━━━━━ Records shown ━━━━━

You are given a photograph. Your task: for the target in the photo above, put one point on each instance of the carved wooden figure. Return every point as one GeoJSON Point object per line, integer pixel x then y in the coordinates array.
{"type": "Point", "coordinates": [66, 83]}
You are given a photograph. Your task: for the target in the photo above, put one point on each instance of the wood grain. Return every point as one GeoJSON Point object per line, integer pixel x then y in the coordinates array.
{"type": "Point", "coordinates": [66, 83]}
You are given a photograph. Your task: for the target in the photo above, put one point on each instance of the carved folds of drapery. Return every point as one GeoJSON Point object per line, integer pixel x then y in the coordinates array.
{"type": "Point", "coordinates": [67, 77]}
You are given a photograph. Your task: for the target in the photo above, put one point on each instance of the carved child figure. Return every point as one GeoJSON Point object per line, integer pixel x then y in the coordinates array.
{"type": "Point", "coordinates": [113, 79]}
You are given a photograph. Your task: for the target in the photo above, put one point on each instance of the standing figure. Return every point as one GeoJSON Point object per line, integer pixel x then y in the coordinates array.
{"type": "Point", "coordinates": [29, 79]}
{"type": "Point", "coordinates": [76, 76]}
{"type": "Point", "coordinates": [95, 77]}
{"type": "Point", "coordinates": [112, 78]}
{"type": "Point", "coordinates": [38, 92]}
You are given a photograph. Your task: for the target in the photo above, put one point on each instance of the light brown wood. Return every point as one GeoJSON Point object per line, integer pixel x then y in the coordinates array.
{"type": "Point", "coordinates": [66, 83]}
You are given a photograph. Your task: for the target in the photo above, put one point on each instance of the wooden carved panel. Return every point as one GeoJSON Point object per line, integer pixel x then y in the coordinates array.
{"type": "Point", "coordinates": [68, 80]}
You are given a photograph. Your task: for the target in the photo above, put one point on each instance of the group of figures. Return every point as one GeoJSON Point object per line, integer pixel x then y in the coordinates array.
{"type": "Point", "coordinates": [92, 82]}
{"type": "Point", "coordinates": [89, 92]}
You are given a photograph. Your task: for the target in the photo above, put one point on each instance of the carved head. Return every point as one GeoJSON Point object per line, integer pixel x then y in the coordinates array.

━━━━━
━━━━━ Records shown ━━━━━

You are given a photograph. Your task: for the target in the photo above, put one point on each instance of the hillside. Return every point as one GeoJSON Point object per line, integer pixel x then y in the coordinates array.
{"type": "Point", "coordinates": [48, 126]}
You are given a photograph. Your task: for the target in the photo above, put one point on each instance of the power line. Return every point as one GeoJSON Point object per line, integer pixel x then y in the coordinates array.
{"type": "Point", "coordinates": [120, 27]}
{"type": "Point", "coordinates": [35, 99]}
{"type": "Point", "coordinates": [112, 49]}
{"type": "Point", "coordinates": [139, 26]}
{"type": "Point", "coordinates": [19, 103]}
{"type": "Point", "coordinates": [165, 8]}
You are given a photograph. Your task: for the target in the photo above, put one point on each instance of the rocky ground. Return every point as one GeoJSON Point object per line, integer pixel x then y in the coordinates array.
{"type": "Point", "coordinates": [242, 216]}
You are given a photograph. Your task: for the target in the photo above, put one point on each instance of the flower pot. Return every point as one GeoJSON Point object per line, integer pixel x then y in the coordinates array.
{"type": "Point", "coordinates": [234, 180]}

━━━━━
━━━━━ Records shown ━━━━━

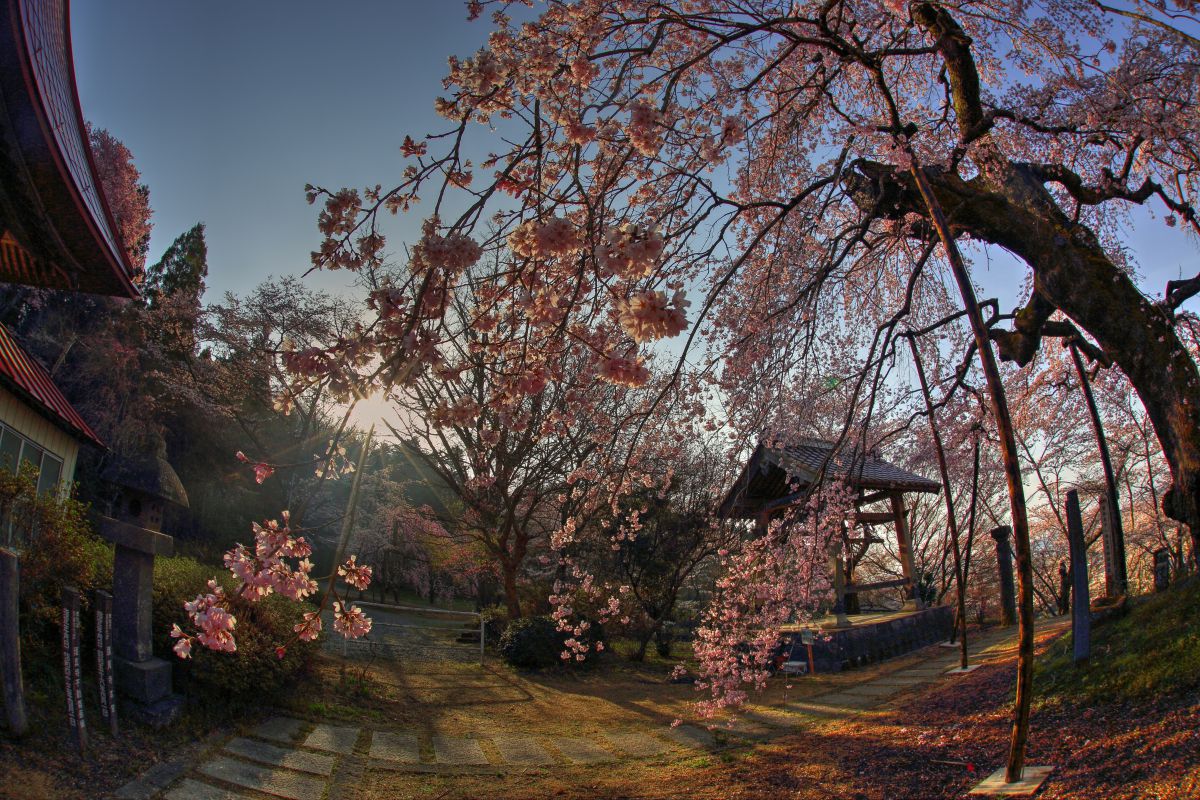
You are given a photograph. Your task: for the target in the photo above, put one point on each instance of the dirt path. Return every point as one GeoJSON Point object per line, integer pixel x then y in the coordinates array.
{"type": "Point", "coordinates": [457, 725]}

━━━━━

» **What you have to do**:
Output the listing lines from the one containing "of the group" through the one containing "the carved head.", inclusive, as a numbered list with blank lines omitted.

» **Result for this exercise**:
1. You are given a photograph. Your task: for the target in the photo above, put one point on each instance of the group of figures. Return every point as one GeoJSON Point object per line, integer pixel x then y in the coordinates array.
2. {"type": "Point", "coordinates": [92, 82]}
3. {"type": "Point", "coordinates": [89, 92]}
4. You are given a photograph. Your task: for the target in the photo above, put one point on each instance of the carved head. Return every point as one GeoJSON Point object per line, integer pixel x then y in the coordinates array.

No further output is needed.